Radcliffe’s roadblock, however, became an opportunity for others.  Shortly after the Supreme Court denied Radcliffe’s petition for certiorari regarding his dismissal, Radcliffe passed the baton to his wife and another former Purdue Pharma employee who had worked under Radcliffe, neither of whom was personally encumbered by Radcliffe’s release.  They then filed their own qui tam action against Purdue Pharma, making claims identical to Radcliffe’s dismissed claims.  And surely not coincidentally, they were represented by none other than Radcliffe’s former attorney.

The new case, captioned U.S. ex rel. May v. Purdue Pharma, L.P., proceeded through the Southern District of West Virginia.  (The proceedings there produced a notable opinion allowing Purdue Pharma to depose relators’ counsel, which opinion we reported on here.)  Ultimately, the district court dismissed the case, concluding that relators’ claims were barred by the FCA’s public disclosure bar, and that relators also had not met the pleading requirements of Rule 9(b).

On appeal, the Fourth Circuit reached only the public disclosure bar issue.  Because the conduct in issue all occurred before 2005, the panel applied the pre-2010 version of the public disclosure bar, which in relevant part provides that “[n]o court shall have jurisdiction over [a qui tam action] based upon the public disclosure of allegations or transactions in a criminal, civil or administrative hearing.”  31 U.S.C. § 3730(e)(4)(A) (2009).  The panel noted that the Fourth Circuit breaks from other circuits and applies a narrow reading of the statute’s use of term “based upon.”  According to the Fourth Circuit, an action is precluded under the public disclosure bar “only where the relator has actually derived from [a public] disclosure the allegations upon which his qui tam action is based.”  U.S. ex rel. Siller v. Becton Dickinson & Co., 21 F.3d 1339, 1348 (4th Cir. 1994).

*Work to complete*. Quote the passage on the Purdue Pharma qui tam litigation word for word, starting with "On appeal, the" and going on through "(4th Cir. 1994).".

*Extracted data*.
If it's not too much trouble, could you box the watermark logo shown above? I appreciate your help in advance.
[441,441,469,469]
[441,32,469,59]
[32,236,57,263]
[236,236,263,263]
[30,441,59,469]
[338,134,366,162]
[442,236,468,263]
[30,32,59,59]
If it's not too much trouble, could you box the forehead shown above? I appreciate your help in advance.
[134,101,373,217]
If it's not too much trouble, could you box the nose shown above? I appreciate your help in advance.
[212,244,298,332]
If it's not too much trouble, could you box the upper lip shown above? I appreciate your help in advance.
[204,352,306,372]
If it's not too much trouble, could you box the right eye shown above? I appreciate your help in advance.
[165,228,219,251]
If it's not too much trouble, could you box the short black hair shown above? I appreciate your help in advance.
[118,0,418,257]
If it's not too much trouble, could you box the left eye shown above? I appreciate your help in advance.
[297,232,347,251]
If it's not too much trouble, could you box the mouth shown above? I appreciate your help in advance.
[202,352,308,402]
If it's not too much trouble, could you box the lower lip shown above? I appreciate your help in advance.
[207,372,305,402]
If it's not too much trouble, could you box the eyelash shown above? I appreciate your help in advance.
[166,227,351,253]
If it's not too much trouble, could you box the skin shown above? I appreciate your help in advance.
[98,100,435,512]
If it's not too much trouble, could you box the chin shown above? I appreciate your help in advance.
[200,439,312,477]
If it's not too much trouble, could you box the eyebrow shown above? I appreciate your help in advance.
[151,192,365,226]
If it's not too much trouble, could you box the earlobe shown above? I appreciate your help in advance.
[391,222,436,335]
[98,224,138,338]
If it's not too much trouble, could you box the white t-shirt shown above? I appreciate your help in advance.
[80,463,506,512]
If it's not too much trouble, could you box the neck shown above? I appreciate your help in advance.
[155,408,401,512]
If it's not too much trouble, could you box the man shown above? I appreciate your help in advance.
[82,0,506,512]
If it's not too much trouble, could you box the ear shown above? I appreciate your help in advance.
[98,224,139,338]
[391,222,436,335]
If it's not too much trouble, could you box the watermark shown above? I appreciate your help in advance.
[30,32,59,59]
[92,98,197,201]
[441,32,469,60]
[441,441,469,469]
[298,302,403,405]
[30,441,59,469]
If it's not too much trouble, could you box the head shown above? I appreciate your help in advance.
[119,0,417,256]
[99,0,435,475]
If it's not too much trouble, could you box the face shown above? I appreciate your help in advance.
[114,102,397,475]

--

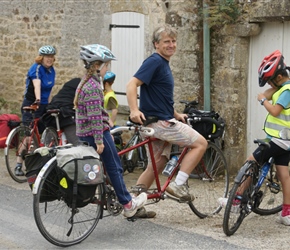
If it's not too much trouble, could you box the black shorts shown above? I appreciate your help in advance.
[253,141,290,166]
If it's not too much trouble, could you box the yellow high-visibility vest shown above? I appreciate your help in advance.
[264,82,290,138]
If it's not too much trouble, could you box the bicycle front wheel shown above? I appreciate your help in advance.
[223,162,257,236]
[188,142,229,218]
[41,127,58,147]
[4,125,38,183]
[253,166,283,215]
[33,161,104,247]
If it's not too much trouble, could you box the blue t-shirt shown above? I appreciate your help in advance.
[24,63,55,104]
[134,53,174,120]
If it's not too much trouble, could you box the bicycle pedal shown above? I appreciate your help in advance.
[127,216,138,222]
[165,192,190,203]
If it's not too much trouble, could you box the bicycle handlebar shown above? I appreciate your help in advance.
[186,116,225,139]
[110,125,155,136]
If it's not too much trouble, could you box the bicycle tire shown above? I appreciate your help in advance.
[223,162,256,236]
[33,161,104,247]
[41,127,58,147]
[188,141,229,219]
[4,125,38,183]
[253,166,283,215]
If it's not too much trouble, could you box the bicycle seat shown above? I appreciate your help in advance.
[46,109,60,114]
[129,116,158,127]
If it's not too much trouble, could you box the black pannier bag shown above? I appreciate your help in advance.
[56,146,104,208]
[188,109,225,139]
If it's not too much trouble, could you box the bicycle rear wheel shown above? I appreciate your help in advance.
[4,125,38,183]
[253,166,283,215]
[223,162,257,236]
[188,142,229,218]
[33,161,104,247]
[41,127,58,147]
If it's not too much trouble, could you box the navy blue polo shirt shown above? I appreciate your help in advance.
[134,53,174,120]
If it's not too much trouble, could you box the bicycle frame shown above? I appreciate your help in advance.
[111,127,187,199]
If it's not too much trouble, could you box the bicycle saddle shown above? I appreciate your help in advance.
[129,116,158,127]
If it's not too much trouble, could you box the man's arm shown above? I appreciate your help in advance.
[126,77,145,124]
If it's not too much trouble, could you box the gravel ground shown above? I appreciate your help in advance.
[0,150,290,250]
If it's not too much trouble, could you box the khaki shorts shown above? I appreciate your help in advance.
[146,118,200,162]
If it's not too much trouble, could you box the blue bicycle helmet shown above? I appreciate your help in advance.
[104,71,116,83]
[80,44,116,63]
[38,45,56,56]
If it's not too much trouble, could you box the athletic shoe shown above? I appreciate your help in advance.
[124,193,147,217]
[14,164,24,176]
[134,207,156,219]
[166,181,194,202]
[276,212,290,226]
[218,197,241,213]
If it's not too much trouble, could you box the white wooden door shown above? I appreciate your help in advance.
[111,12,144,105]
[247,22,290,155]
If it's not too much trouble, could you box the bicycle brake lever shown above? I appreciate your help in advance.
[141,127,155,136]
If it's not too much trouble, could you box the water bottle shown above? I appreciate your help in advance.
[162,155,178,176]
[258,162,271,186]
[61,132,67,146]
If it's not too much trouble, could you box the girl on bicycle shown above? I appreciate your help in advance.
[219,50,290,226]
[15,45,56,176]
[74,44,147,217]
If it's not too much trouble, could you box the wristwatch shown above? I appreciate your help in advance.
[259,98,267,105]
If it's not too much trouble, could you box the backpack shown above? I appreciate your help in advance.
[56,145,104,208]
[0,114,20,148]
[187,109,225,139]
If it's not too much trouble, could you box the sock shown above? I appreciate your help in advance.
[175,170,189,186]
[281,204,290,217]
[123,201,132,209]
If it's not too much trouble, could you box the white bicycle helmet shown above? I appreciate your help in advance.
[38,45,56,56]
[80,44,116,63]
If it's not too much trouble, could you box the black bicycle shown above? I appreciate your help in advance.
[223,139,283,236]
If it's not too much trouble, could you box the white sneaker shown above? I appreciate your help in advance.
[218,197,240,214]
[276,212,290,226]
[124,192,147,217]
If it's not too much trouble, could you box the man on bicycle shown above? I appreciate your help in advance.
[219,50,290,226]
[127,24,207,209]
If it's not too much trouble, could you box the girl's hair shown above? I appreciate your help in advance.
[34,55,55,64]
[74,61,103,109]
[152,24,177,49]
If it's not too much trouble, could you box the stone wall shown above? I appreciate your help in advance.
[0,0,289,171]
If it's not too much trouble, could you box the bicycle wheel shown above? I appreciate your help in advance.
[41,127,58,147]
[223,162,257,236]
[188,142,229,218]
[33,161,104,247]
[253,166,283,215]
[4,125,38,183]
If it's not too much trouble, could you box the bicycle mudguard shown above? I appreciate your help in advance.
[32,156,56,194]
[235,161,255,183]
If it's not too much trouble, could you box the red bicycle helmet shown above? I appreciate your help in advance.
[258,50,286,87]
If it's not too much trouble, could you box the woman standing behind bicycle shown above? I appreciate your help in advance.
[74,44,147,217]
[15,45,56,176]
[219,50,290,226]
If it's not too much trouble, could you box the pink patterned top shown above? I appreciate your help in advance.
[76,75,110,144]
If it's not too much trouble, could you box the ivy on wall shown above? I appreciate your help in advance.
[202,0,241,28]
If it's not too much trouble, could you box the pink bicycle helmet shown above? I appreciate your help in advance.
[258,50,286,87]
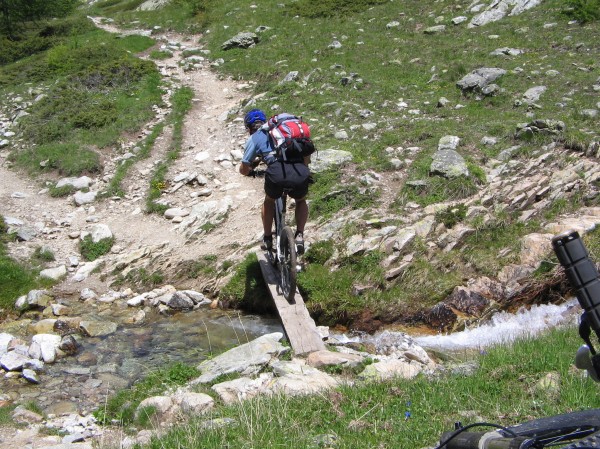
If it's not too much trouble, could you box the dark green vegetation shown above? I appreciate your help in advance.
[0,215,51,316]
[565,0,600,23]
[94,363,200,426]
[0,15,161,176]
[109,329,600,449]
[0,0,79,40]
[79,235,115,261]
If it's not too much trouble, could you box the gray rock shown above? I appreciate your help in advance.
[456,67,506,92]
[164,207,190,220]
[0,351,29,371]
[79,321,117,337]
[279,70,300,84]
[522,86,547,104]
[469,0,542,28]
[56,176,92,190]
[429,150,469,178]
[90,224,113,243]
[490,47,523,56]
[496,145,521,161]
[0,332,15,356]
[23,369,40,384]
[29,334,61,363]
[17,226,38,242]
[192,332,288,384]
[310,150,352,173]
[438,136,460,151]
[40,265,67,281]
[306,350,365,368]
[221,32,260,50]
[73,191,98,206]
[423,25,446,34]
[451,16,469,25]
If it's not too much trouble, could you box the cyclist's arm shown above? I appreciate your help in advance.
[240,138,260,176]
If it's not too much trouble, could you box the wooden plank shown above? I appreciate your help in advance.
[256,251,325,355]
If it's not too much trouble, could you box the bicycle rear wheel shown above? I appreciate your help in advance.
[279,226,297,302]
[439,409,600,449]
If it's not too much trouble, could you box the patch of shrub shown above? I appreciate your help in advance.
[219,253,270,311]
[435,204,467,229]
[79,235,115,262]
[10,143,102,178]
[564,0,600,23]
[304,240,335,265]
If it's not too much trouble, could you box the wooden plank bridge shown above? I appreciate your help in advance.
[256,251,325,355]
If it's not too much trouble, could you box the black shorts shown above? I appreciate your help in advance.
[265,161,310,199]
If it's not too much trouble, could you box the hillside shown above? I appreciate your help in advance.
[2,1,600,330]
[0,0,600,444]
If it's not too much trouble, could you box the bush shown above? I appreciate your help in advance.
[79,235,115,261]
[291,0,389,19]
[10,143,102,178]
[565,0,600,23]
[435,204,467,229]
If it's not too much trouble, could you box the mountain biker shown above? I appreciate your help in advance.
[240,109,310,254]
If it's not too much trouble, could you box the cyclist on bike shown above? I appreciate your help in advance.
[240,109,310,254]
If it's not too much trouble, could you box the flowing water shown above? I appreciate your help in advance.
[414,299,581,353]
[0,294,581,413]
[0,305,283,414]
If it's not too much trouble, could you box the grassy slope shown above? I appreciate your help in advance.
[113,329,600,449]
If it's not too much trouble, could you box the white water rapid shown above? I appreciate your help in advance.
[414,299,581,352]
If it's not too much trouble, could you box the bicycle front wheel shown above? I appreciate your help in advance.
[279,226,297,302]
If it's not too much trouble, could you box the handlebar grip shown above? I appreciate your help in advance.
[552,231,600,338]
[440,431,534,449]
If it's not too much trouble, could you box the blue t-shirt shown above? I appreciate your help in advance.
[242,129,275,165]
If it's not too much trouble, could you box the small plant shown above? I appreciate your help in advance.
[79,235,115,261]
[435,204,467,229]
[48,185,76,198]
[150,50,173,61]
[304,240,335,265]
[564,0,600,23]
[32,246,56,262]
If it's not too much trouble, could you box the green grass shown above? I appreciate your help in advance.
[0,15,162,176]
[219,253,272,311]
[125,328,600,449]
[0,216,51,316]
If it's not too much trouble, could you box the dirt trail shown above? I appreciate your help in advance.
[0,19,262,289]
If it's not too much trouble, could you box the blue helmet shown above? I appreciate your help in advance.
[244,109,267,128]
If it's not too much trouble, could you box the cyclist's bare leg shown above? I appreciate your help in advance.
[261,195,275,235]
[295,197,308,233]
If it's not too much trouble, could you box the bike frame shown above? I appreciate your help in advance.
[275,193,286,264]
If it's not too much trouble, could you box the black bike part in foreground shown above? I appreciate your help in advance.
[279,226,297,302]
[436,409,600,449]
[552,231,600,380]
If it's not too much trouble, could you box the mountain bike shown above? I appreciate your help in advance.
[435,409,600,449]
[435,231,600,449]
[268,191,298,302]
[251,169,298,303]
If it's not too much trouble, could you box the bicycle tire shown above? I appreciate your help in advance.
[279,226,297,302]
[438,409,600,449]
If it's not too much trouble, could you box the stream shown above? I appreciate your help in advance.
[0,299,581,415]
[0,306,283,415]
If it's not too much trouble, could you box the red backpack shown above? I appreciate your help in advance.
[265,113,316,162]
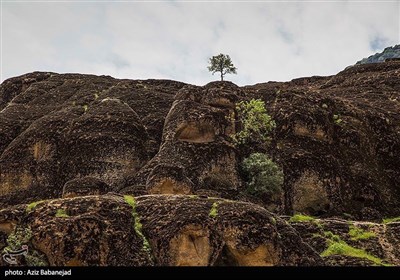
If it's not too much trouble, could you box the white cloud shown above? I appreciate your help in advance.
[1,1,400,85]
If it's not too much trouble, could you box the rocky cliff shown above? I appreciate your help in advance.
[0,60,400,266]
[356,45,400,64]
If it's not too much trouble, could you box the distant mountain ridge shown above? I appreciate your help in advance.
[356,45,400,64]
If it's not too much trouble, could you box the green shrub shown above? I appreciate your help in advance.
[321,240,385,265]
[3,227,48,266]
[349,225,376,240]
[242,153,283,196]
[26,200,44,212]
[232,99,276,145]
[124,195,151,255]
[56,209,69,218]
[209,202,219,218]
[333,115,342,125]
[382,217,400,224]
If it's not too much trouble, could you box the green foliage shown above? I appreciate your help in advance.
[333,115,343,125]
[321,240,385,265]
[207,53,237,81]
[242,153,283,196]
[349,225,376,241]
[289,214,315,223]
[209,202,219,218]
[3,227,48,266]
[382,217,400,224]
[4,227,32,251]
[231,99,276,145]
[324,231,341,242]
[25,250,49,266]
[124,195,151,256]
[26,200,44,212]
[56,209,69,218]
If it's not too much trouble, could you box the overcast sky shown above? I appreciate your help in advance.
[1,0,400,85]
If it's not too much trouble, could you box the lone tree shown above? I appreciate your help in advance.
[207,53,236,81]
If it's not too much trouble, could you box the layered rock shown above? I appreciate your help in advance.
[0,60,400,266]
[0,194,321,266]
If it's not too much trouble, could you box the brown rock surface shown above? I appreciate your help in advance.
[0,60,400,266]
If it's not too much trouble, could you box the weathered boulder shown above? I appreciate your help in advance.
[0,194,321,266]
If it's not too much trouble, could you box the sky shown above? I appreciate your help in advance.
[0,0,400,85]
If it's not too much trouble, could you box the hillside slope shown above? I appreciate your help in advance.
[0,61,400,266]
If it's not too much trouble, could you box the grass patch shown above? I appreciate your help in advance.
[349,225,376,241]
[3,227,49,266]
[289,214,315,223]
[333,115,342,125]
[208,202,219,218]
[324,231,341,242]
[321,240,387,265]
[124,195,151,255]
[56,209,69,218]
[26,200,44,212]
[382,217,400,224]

==

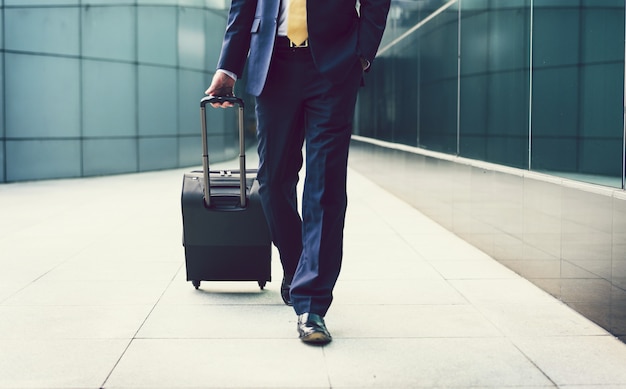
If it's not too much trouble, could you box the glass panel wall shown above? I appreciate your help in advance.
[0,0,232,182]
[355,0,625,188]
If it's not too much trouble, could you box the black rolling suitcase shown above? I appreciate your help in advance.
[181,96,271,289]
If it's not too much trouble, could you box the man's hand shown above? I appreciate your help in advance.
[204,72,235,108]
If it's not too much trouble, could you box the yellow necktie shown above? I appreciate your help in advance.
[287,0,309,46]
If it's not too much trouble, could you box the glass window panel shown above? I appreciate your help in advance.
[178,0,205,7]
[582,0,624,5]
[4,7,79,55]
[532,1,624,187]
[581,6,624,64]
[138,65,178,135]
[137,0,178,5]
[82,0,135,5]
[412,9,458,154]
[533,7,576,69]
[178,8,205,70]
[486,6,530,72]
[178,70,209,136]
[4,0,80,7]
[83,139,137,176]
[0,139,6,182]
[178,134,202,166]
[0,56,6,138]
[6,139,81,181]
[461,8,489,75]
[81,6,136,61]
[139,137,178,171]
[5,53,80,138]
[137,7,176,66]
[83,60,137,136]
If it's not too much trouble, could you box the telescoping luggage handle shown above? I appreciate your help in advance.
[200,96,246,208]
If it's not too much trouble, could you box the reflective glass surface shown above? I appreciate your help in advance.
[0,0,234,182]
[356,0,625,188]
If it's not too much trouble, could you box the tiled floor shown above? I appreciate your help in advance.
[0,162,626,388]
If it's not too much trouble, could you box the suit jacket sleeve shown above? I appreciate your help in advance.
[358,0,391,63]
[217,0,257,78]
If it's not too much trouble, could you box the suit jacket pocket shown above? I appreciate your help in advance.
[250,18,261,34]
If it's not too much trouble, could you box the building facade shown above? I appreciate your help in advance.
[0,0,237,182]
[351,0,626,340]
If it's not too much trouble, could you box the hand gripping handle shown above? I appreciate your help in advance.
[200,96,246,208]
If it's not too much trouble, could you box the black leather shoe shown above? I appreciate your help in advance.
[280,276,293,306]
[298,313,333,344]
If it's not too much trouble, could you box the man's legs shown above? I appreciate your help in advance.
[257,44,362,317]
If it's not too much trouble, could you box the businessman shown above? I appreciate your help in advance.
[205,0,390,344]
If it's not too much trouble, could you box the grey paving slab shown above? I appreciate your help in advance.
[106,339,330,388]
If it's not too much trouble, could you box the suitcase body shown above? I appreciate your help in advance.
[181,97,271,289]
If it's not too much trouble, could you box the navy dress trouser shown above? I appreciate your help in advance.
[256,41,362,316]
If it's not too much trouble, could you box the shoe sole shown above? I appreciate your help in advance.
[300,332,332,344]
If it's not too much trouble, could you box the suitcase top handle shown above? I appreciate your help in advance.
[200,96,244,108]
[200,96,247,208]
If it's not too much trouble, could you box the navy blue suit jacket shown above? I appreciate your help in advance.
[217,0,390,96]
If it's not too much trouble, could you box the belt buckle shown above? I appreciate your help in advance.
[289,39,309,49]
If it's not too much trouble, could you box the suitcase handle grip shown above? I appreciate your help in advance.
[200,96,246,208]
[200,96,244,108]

*Problem solution*.
On appeal, the Fourth Circuit reached only the public disclosure bar issue.  Because the conduct in issue all occurred before 2005, the panel applied the pre-2010 version of the public disclosure bar, which in relevant part provides that “[n]o court shall have jurisdiction over [a qui tam action] based upon the public disclosure of allegations or transactions in a criminal, civil or administrative hearing.”  31 U.S.C. § 3730(e)(4)(A) (2009).  The panel noted that the Fourth Circuit breaks from other circuits and applies a narrow reading of the statute’s use of term “based upon.”  According to the Fourth Circuit, an action is precluded under the public disclosure bar “only where the relator has actually derived from [a public] disclosure the allegations upon which his qui tam action is based.”  U.S. ex rel. Siller v. Becton Dickinson & Co., 21 F.3d 1339, 1348 (4th Cir. 1994).